> Extrait de page
• • • •

D’entrée, beaucoup de véhémence, pour dénoncer vigoureusement une grosse lacune dans l’enseignement agricole. Entretien avec Pierre Léonard, 33 ans, président des jeunes agriculteurs.

On se congratule en croyant que dans les centres de formation et les lycées agricoles, on est très pointu. Faux ! En réalité, on ne forme pas assez les jeunes destinés à s’installer, à découvrir et envisager ce qui, pour moi, est la base de l’installation, la mutualisation du matériel.

Ne parlerait-on pas assez cuma dans les parcours ?

PL. En tous les cas, pas suffisamment. La cuma est pourtant le premier outil qui va leur permettre de maîtriser leurs charges de mécanisation, charges qui sont le gros point noir pour les jeunes qui s’installent.

Vous trouvez donc que ces jeunes ne sont pas assez réceptifs aux avantages des cuma ?

PL. Je trouve en effet gravissime cette lacune dans le parcours de formation. Il est impératif et urgent de dire aux jeunes : la cuma, ça n’est pas forcément ce que l’on peut vous en dire par ci par là. La cuma, c’est ce que l’on en fait ! C’est avant tout un outil de travail qui permet d’amortir de lourdes charges, non pas tout seul, mais avec ses voisins, ses collègues. C’est ridicule de dépenser des sommes folles - que généralement l’on n’a pas… - dans du matériel qui sera utilisé une ou deux fois dans l’année !

• • • •

> Données fournies
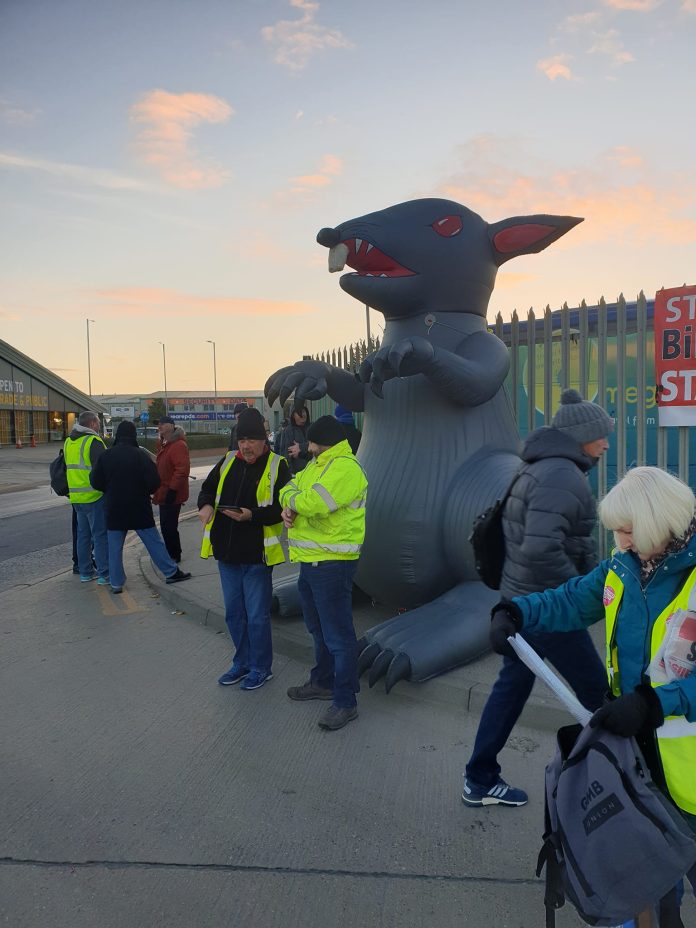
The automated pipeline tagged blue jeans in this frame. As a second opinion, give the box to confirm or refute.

• • • •

> Travail demandé
A. Répondez à ces questions d'après l'entretien :
(i) Quel âge a Pierre Léonard ?
(ii) De qui est-il le président ?
(iii) Selon lui, qu'est-ce qui constitue le gros point noir pour les jeunes qui s'installent ?
B. Reproduisez fidèlement, s'il vous plaît, un passage de l'entretien, à partir des mots « On se congratule » et jusqu'aux mots « jeunes qui s’installent. » inclus.
C. Traduisez en anglais cette phrase de l'entretien : « La cuma est pourtant le premier outil qui va leur permettre de maîtriser leurs charges de mécanisation, charges qui sont le gros point noir pour les jeunes qui s’installent. »
Les données n'ont aucun rôle à jouer dans ce travail.

> Réponses détaillées
A.
(i) 33 ans.
(ii) Des jeunes agriculteurs.
(iii) Les charges de mécanisation.

B.
On se congratule en croyant que dans les centres de formation et les lycées agricoles, on est très pointu. Faux ! En réalité, on ne forme pas assez les jeunes destinés à s’installer, à découvrir et envisager ce qui, pour moi, est la base de l’installation, la mutualisation du matériel.

Ne parlerait-on pas assez cuma dans les parcours ?

PL. En tous les cas, pas suffisamment. La cuma est pourtant le premier outil qui va leur permettre de maîtriser leurs charges de mécanisation, charges qui sont le gros point noir pour les jeunes qui s’installent.

C. Yet the cuma is the first tool that will allow them to keep their mechanization costs under control, costs that are the major sore point for young people who are getting established.